= REQUIRED ACTION 1 =
In the prisoner-of-war account, what song did the Filipinos sing during the march to Camp III?
= REQUIRED ACTION 2 =
Resume the prisoner-of-war account from where it stops.
(TEXT FOR ANALYSIS begins)
They would get up at one or two o'clock in the morning, to stand in line to
get water to drink that day. Imprisonment was taking its toll, in blisters
and dysentery.
From Corregidor
they were taken by ship across the bay to Manila, transferred to landing
barges, and then made to jump in the water twenty feet from the shore. They
were marched through the street to a prison. Along the way, Filipinos threw
them food and gave them the V-for-Victory sign. Two days later they were
moved again, and put in hot boxcars, a hundred to a car under Japanese
guard. After they reached their destination, and staying overnight on the
grounds of a school, they were marched again for six hours to Camp III. Again, the Filipinos threw them food, and this time sang
"God Bless America."
At Camp III several
man had gin smuggled in for them, drank it and walked out the gate. An NCO
stopped them and they beat him up. They, in turn, were beaten all night, and
the next day, tied outside, in the sun beating down. Reynolds and several
others were given picks and shovel to dig holes, at the far side of the
camp. When it dawned on him what the holes were for, it made him sick. They
trimmed the holes as best they could as it was the last thing they could do
for the men.
Shortly
before sunset the Japanese marched the men to their graves, and required the
other prisoners to watch. The condemned men stood by the holes, their hands
tied behind them, facing the firing squad of twelve soldiers. They were
felled by a volley of bullets. Reynolds said they were “four of the bravest
to ever face a firing squad.”
He
said said during the following days, there was tension in the camp and the
food was “rotten.” Buckets of rice in the galley had large green blowflies
on it, laying eggs. They wouldn't let them scrape the thick crust off but chopped it up in the
bucket. There was more dysentery.
Reynolds
became sick with jaundice, beri beri and “couldn't keep anything down.” A lot of the
prisoners were becoming weaker .
At Palawan
They were taken to Manila, where 332 of
them were put in a transport, and after about a week, they arrived at Palawan, a long island in the southwestern part of the
Philippine archipelago. They
were put to work building an airfield, clearing jungle for runway.
Six prisoners escaped and the others were nervous, because before they left
Manila, they were put in shooting squads of ten men each. They were told
that if one escaped, the other nine would be shot. This was more than
decimation, the execution every tenth in a group! It was decimation ten times over!
(TEXT FOR ANALYSIS ends)
(DATA TO EXAMINE begins)
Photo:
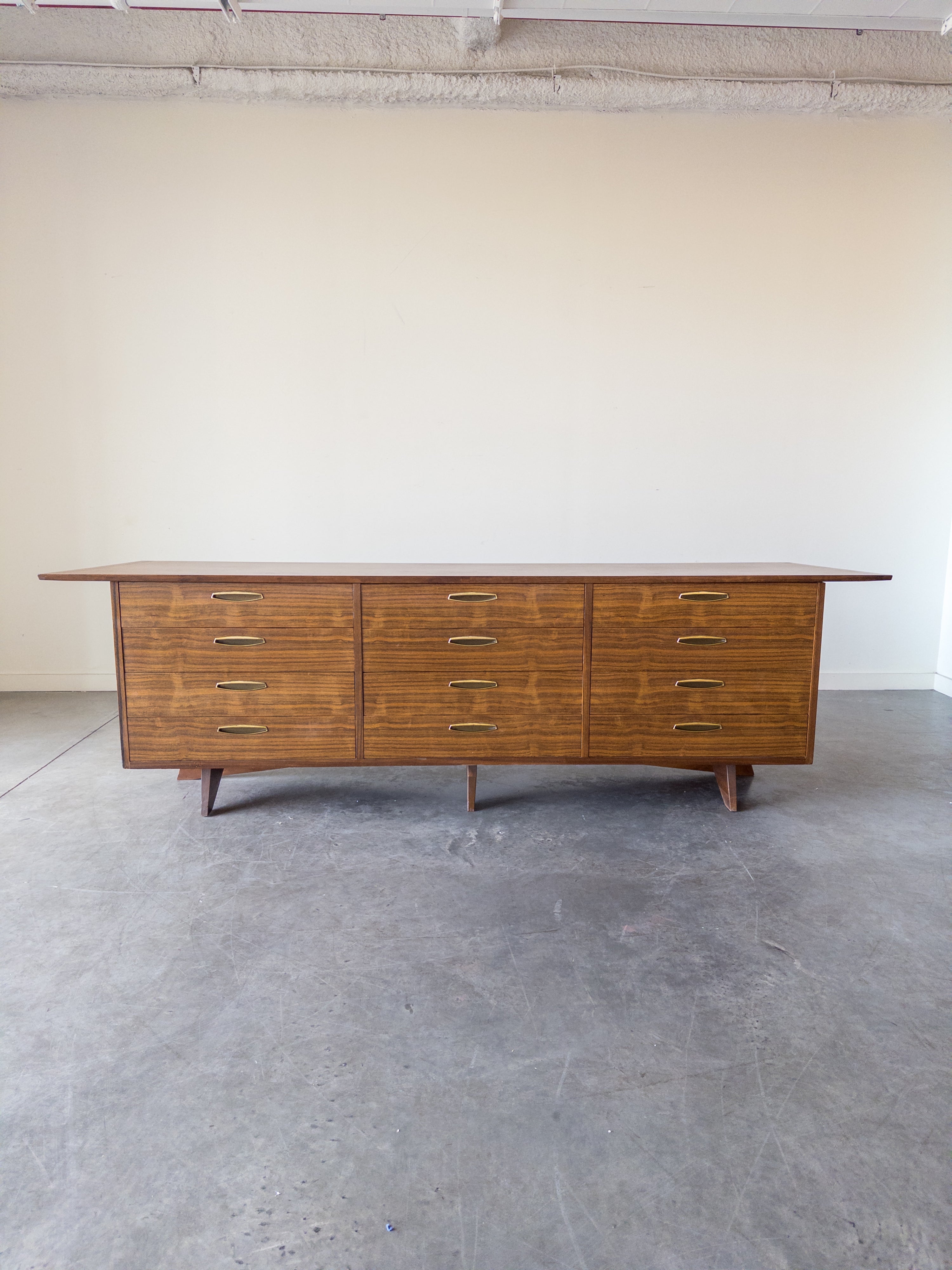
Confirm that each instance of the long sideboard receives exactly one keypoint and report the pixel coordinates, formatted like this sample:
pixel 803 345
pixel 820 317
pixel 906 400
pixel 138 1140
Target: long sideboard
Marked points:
pixel 249 667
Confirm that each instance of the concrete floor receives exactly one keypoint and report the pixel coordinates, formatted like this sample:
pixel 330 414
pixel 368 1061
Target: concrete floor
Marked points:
pixel 601 1024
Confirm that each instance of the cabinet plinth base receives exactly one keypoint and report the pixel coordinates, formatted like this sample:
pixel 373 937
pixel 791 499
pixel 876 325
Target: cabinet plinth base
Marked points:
pixel 211 780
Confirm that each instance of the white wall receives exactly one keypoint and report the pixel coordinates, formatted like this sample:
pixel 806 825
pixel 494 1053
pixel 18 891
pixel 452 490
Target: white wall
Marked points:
pixel 296 333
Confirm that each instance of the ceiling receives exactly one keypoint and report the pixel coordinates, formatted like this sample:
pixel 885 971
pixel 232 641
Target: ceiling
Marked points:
pixel 860 15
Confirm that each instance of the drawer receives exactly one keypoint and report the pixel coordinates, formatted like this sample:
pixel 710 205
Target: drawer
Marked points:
pixel 747 650
pixel 301 605
pixel 175 718
pixel 406 647
pixel 535 717
pixel 635 716
pixel 621 614
pixel 430 606
pixel 152 650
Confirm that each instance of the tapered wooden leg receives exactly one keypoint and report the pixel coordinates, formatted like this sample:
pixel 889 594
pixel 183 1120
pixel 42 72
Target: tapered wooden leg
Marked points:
pixel 211 780
pixel 727 777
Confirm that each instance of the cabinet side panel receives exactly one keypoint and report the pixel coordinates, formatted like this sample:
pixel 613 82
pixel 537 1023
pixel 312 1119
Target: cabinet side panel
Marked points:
pixel 359 670
pixel 816 680
pixel 120 671
pixel 587 671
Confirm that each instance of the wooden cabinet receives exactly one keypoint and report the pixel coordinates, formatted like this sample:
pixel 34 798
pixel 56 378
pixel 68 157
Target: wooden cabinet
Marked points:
pixel 251 667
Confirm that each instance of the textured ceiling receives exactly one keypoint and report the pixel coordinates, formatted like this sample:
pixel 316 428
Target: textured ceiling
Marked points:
pixel 864 15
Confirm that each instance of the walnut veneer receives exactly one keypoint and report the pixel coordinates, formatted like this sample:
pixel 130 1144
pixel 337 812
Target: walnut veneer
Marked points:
pixel 246 667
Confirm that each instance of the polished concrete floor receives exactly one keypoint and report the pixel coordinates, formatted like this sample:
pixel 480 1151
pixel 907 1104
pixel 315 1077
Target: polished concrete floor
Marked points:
pixel 600 1024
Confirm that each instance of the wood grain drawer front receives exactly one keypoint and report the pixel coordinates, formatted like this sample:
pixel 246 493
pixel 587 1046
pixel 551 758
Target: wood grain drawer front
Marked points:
pixel 407 647
pixel 534 717
pixel 430 606
pixel 178 717
pixel 744 650
pixel 621 614
pixel 637 716
pixel 282 605
pixel 149 650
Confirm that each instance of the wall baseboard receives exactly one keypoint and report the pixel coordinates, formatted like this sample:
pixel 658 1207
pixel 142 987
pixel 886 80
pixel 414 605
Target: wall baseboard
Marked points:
pixel 874 681
pixel 81 681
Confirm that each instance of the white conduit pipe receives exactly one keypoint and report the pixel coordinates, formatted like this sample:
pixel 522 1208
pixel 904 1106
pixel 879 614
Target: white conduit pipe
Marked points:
pixel 534 72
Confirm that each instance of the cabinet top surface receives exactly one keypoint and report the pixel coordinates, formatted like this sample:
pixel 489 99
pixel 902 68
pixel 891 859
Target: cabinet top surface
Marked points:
pixel 253 571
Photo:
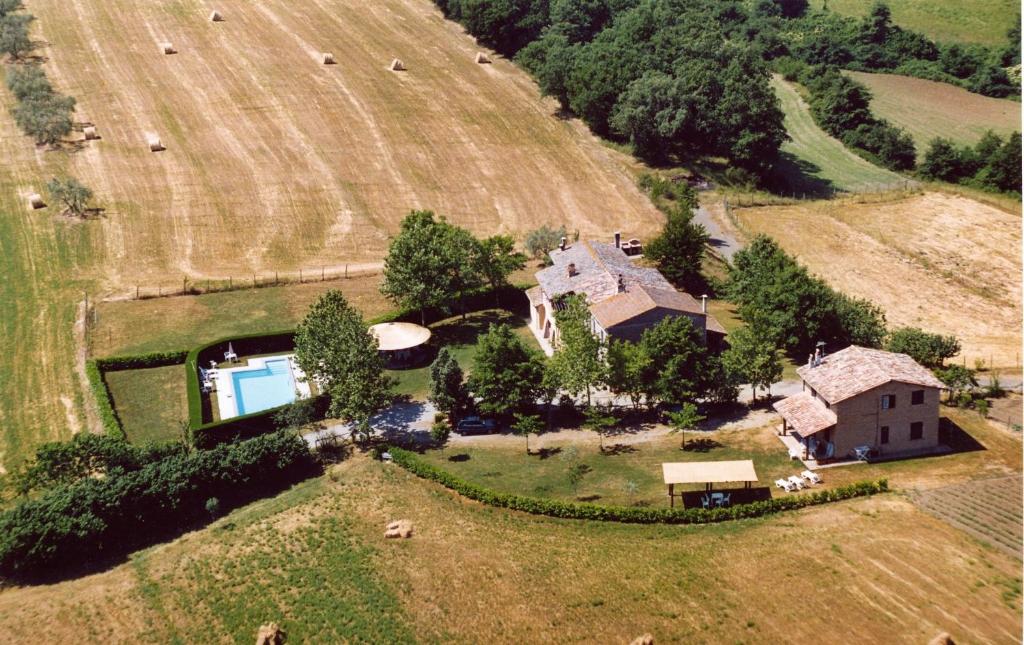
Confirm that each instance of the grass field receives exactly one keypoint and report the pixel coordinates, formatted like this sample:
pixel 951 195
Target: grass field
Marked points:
pixel 816 164
pixel 151 403
pixel 984 22
pixel 273 161
pixel 473 573
pixel 937 261
pixel 928 110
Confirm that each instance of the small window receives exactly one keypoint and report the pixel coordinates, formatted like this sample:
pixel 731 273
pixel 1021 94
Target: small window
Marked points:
pixel 916 430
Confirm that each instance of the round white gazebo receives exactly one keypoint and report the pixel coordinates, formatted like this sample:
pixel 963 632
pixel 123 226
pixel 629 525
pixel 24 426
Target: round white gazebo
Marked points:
pixel 399 342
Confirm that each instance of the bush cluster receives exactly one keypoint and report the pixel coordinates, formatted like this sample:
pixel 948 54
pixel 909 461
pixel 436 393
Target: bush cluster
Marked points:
pixel 993 164
pixel 40 112
pixel 96 518
pixel 554 508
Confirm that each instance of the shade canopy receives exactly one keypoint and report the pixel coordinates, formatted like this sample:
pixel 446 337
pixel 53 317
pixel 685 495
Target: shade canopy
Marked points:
pixel 709 472
pixel 398 336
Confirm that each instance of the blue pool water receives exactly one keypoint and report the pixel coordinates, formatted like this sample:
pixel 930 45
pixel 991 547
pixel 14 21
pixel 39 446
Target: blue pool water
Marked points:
pixel 262 389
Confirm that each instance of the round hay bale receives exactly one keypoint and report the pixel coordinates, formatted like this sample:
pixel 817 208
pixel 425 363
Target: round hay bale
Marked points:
pixel 269 634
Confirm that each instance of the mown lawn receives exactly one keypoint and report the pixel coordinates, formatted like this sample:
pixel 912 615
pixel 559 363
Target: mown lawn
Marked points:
pixel 460 338
pixel 984 22
pixel 151 403
pixel 815 164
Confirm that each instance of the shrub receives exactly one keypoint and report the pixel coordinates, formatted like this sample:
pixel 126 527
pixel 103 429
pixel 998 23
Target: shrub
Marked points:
pixel 555 508
pixel 94 519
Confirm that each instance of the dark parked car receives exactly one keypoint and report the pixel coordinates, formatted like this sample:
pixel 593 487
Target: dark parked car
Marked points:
pixel 475 425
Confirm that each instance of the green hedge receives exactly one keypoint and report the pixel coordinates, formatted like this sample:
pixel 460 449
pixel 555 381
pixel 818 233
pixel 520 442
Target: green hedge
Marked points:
pixel 108 416
pixel 96 368
pixel 554 508
pixel 142 361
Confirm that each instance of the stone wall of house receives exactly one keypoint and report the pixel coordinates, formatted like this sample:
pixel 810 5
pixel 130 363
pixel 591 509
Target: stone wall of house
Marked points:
pixel 861 418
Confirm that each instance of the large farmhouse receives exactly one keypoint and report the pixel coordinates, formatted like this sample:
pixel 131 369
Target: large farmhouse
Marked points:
pixel 624 298
pixel 859 400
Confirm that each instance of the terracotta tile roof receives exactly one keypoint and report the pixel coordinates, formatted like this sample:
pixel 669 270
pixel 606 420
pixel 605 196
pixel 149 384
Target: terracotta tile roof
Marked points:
pixel 805 414
pixel 597 269
pixel 857 370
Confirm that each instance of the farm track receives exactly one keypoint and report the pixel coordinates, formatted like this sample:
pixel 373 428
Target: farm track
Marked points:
pixel 988 510
pixel 273 162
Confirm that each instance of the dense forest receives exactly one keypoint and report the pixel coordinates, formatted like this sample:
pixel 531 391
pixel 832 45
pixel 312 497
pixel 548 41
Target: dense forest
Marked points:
pixel 688 78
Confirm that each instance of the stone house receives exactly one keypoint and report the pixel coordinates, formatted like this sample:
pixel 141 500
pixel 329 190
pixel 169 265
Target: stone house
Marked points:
pixel 624 297
pixel 861 397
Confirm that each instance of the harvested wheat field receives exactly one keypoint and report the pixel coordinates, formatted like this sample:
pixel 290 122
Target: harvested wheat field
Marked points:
pixel 928 110
pixel 941 262
pixel 271 161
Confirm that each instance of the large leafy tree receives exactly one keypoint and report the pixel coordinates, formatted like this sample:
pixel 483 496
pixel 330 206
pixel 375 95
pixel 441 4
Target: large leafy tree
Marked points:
pixel 506 376
pixel 448 392
pixel 430 263
pixel 578 360
pixel 72 194
pixel 677 354
pixel 930 350
pixel 498 259
pixel 679 250
pixel 754 356
pixel 334 345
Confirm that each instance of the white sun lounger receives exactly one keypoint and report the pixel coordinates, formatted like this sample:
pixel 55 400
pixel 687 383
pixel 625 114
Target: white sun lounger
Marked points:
pixel 784 485
pixel 811 477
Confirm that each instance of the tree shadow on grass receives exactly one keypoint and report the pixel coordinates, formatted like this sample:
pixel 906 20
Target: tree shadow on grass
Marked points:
pixel 799 177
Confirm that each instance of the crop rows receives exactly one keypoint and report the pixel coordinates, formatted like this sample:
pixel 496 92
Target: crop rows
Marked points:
pixel 988 509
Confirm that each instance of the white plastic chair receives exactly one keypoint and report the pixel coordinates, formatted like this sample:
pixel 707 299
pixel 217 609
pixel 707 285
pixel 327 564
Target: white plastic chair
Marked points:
pixel 811 476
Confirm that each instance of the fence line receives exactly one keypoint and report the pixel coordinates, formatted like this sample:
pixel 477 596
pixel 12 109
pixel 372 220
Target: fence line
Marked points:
pixel 199 286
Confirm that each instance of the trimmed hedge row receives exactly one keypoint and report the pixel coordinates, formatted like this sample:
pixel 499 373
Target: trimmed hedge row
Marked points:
pixel 108 416
pixel 91 520
pixel 96 368
pixel 569 510
pixel 142 361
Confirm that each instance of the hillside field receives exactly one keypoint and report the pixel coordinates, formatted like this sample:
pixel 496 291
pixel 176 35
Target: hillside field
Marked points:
pixel 941 262
pixel 984 22
pixel 817 164
pixel 928 110
pixel 273 161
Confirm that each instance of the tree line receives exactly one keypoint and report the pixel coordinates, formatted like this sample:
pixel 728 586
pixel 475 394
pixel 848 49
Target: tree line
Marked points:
pixel 40 112
pixel 685 78
pixel 96 499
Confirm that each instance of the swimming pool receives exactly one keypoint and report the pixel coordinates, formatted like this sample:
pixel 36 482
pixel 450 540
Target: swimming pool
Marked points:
pixel 263 388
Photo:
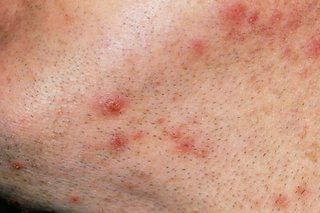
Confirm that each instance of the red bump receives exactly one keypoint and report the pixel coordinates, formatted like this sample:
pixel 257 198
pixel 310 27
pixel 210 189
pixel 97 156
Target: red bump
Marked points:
pixel 74 199
pixel 112 105
pixel 118 142
pixel 160 120
pixel 281 201
pixel 16 165
pixel 138 135
pixel 235 13
pixel 253 18
pixel 302 191
pixel 276 17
(DATA TO EXAMINE ends)
= RESPONSE AREA 1 =
"God Bless America."

= RESPONSE AREA 2 =
However the Japanese
didn't carry carry out the threat. And for another month they cut through
banana, coconut and papaya groves. One day in late September 1942, when the
the guards took count, they discovered two men missing. The CO threatened
them that if they “continued to disobey his orders, he would throw a blitz
at us that would make Pearl Harbor look like a picnic.” He gave them three
options: stay in the barracks with less food for three days; work with a
ball-and-chain; or obey and work harder. They chose the latter, and could
pretend they were working harder.
One
of the problems the prisoners had was getting “dynamite fever,” blasting
trees. They would take the wrappers off the sticks while sweating, and when
they wiped their brows, the dynamite would get on them with their pores, open
from the heat. Then they'd black out. Reynolds was one of the few who didn't
get the fever, but most did.
Early in 1943 the conditions were worsening.
Not only was it hard work
but the men were working without shoes and their feet developed thick callouses.
One
day they were pushing mining cars loaded with dirt across a runway they were
leveling, to an incline. The car that Reynolds was
moving with a couple of other prisoners, had about 1,500 lbs. in it. It jumped the track, and as they were trying
to get it back on the rails, another mining car came down the incline,
slamming into Reynolds, who was caught between the cars. It
broke his thigh bone right in two. The accident knocked the
breath out of him, and when it came back, it came in uncontrolled jerks.
Becoming aware of his injury, he couldn't see his knee as his leg was twisted back under him. He was shocked from the sight and let out a piercing scream. Men came
running to help.
A doctor happened to
be nearby. They splinted his leg with a pick handle and a limb cut from a
tree. He felt numb. The doctor asked the Japanese for a truck to take him
back to camp. They had no bunks so he was laid on the wooden floor, and lay
there for six days, not eating for three. The doctor couldn't set his leg
because the femur had jumped. He'll never forget the men who attended him,
sharing their rations and sponge bathing him.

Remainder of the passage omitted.